### Work instructions:
**1.** Answer these questions from the article on the brain-scanning study:
(a) What caused the woman's brain injury?
(b) At which institution does neuroscientist Joy Hirsch work?
(c) What activity was the woman told to imagine herself doing?
**2.** Reproduce the part of the article on the brain-scanning study starting with "Look at this" and going on through "any, medically speaking.".

### Passage provided:
※

New reasons for hope

Look at this story. Ever since Terri Schiavo, the nation has been in a debate over end-of-life issues and the ubiquitous term “persistent vegetative state.” But most people don’t understand that term, much less give any respect to the science of diagnosing and treating it. This story is unusual in that field.

A car crash severely injured the woman’s brain, leaving her in a vegetative state. But British scientists found startling signs of awareness when they peered deeper into her brain: She seemed to hear and follow — mentally — certain commands.

This novel brain-scanning experiment, reported Thursday, is sure to elicit pleas from families desperate to know if loved ones deemed beyond medical help have brain activity that doctors didn’t suspect.

Brain imaging is a new frontier in that science, but it holds hope for people who have been given so little reason to have any, medically speaking.

What an unmet need is out there,” said neuroscientist Joy Hirsch of New York’s Columbia University Medical Center, who is conducting similar research and receives “just heartwrenching” requests to scan patients.

So what brought this about? An interesting test that surprised doctors, to say the least.

First, they checked that she could process speech. Told a sentence such as “there was milk and sugar in the coffee,” the woman’s brain regions that recognize speech reacted just the way healthy volunteers’ brains reacted…

Then came the big test. They told the woman to perform a mental task — to imagine herself playing tennis.

The motor-control regions of her brain lit up, again just like they did in the healthy people Owen compared.

※

### Data under study:
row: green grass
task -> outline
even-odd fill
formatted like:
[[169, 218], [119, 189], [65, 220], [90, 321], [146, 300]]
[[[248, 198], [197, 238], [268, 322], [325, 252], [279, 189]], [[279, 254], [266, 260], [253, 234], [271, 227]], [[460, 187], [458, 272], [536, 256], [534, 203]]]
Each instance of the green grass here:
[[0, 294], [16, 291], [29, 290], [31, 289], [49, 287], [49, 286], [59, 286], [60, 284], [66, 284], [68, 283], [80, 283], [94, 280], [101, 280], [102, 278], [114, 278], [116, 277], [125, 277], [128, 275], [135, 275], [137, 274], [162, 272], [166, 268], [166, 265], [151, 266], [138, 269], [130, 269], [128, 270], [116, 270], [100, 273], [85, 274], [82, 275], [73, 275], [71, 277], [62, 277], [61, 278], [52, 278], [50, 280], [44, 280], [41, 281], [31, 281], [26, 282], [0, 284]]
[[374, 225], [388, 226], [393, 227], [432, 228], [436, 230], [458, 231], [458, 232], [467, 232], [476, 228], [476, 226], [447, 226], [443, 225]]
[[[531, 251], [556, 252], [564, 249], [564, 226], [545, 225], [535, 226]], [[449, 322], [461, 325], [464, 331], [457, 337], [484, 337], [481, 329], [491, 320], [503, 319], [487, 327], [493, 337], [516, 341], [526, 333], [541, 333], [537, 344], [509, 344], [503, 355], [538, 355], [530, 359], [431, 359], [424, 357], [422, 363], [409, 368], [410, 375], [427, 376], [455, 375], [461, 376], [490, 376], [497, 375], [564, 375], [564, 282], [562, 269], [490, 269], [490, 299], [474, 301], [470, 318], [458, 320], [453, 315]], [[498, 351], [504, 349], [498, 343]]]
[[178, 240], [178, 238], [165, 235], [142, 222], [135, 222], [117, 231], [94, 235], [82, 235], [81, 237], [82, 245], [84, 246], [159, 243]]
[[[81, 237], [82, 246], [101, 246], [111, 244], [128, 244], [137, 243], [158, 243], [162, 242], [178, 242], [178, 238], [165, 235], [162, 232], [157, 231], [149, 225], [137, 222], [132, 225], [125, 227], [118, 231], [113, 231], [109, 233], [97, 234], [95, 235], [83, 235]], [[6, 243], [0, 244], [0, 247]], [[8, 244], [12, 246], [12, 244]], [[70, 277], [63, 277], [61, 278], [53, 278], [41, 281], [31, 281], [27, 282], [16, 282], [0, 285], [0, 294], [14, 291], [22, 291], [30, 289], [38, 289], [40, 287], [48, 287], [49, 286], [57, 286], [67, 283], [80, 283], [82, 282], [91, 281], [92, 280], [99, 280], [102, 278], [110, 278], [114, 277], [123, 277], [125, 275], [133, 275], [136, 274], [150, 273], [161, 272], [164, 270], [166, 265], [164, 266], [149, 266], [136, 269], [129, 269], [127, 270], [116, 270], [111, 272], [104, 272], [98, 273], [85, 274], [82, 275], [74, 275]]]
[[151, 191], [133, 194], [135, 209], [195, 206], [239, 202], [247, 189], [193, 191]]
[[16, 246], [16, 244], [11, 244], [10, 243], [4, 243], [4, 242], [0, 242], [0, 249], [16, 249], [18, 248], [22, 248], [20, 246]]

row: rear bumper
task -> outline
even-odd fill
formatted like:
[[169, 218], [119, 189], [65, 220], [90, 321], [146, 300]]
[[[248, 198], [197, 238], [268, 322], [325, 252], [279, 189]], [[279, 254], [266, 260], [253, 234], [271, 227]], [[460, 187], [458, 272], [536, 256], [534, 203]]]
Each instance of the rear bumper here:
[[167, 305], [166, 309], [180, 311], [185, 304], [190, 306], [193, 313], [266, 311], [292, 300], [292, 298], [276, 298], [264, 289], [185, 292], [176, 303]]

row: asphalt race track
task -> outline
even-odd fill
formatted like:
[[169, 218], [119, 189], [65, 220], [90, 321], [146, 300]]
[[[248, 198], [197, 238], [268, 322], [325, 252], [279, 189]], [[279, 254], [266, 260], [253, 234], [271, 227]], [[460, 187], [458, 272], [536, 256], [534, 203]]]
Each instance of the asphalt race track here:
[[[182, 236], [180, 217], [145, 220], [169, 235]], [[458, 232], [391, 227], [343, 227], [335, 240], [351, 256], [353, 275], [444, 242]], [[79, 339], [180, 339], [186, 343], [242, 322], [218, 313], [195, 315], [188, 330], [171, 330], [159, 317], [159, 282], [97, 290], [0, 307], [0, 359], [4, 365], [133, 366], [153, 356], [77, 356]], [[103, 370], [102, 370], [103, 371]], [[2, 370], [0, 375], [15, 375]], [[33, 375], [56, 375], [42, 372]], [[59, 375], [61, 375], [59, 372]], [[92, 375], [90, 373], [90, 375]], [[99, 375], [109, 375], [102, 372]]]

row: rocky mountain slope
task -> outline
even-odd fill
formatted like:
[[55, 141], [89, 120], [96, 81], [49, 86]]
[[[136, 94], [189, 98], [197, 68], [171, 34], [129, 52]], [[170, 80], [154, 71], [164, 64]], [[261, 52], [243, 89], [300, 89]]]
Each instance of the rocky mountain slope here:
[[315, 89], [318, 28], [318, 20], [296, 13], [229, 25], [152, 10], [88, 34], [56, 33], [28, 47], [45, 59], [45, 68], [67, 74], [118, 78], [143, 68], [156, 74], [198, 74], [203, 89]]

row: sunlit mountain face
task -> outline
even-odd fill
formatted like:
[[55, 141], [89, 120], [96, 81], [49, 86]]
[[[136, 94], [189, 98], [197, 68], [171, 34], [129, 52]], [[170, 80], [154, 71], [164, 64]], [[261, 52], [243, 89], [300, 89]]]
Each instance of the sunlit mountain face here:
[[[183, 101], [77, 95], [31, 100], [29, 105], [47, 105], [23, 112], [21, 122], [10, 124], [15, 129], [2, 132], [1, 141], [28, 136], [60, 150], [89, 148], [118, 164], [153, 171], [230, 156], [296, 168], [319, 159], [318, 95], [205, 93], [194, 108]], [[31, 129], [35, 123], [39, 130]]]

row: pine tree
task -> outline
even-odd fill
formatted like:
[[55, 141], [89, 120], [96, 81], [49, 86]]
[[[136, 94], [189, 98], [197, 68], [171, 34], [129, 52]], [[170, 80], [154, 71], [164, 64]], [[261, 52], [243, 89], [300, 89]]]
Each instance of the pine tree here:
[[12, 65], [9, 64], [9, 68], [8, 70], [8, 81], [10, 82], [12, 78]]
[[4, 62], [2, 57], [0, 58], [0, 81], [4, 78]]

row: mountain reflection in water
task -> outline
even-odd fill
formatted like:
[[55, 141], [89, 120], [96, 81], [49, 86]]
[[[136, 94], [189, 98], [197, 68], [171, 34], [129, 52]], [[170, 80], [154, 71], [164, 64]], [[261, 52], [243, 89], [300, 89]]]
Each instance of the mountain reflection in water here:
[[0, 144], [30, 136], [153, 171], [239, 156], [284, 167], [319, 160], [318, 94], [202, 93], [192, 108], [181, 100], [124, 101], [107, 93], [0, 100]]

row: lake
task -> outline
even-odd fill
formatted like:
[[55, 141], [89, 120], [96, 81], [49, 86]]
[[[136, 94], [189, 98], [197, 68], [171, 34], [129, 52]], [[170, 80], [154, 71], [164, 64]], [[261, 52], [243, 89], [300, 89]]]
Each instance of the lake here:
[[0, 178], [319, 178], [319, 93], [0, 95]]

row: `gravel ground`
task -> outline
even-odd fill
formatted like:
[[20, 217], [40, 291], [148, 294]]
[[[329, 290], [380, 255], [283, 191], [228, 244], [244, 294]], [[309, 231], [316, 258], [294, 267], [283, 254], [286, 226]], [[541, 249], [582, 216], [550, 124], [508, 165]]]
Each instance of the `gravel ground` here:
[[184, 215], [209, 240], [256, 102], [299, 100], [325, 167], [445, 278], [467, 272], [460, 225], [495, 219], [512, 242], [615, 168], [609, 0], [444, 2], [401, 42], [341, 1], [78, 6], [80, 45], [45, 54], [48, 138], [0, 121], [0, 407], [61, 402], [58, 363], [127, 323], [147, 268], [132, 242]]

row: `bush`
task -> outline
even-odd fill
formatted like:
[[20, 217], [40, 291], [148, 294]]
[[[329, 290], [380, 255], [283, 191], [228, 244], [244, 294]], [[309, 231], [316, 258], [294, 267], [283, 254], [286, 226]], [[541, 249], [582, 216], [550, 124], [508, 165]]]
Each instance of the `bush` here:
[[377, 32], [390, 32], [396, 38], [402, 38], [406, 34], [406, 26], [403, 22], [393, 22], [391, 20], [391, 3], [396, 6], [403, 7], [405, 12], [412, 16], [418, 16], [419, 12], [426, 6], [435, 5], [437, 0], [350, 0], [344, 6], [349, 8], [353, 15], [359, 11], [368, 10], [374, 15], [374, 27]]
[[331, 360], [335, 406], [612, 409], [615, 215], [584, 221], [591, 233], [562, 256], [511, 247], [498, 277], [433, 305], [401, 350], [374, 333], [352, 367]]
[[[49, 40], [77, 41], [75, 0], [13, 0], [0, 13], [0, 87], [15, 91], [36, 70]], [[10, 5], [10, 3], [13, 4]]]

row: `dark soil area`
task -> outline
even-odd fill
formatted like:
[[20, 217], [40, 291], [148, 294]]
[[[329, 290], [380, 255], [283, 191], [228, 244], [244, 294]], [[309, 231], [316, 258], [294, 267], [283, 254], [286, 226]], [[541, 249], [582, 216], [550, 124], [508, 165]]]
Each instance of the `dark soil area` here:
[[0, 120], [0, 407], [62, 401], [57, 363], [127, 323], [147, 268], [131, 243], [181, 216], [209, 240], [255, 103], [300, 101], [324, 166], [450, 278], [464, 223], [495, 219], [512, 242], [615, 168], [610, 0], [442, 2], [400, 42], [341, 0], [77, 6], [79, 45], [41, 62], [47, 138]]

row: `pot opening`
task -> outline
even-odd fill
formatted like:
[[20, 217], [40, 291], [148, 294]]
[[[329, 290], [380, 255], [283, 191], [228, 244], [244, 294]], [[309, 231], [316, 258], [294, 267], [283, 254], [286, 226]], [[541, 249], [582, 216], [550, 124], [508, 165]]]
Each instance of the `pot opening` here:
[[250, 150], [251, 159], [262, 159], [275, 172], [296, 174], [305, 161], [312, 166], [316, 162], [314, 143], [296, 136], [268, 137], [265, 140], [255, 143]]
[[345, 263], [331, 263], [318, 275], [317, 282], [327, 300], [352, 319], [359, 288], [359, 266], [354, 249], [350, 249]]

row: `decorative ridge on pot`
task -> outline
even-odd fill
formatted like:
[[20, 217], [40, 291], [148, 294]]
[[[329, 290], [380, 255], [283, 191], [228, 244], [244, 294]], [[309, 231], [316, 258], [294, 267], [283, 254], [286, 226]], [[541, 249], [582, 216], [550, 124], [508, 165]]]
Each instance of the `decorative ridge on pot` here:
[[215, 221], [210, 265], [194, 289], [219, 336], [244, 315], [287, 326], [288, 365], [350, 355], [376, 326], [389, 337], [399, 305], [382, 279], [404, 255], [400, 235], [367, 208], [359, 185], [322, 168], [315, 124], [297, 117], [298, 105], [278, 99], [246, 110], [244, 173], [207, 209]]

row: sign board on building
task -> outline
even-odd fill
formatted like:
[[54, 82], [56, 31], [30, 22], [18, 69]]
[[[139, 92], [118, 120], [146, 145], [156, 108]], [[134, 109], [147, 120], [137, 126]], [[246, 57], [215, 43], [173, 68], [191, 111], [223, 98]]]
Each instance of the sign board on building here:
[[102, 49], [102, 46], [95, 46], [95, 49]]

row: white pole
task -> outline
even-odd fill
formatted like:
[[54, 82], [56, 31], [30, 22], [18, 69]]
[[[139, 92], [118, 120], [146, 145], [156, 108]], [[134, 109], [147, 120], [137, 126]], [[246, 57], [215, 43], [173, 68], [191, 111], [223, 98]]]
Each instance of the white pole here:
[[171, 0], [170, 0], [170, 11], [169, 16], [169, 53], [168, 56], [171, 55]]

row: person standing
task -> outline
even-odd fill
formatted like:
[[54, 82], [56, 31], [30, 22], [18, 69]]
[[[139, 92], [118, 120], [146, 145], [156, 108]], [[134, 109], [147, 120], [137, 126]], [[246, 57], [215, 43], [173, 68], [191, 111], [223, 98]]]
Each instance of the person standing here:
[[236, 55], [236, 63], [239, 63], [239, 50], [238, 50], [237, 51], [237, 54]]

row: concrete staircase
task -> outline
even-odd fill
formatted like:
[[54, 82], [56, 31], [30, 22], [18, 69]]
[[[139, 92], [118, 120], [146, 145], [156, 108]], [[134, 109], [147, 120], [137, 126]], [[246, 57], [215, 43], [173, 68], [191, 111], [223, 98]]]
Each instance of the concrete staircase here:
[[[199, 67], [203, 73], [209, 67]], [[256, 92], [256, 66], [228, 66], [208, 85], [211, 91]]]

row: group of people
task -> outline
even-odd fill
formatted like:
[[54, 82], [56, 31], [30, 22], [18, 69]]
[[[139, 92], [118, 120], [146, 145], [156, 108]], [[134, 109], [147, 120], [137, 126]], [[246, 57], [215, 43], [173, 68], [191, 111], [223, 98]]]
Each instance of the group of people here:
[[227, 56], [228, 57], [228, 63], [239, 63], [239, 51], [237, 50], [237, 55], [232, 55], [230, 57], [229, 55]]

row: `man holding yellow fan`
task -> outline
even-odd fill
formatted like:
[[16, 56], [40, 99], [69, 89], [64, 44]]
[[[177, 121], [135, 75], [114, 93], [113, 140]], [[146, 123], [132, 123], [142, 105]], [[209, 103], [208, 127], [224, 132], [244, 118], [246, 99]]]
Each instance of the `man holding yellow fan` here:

※

### Replies:
**1.**
(a) A car crash.
(b) Columbia University Medical Center in New York.
(c) Playing tennis.

**2.**
Look at this story. Ever since Terri Schiavo, the nation has been in a debate over end-of-life issues and the ubiquitous term “persistent vegetative state.” But most people don’t understand that term, much less give any respect to the science of diagnosing and treating it. This story is unusual in that field.

A car crash severely injured the woman’s brain, leaving her in a vegetative state. But British scientists found startling signs of awareness when they peered deeper into her brain: She seemed to hear and follow — mentally — certain commands.

This novel brain-scanning experiment, reported Thursday, is sure to elicit pleas from families desperate to know if loved ones deemed beyond medical help have brain activity that doctors didn’t suspect.

Brain imaging is a new frontier in that science, but it holds hope for people who have been given so little reason to have any, medically speaking.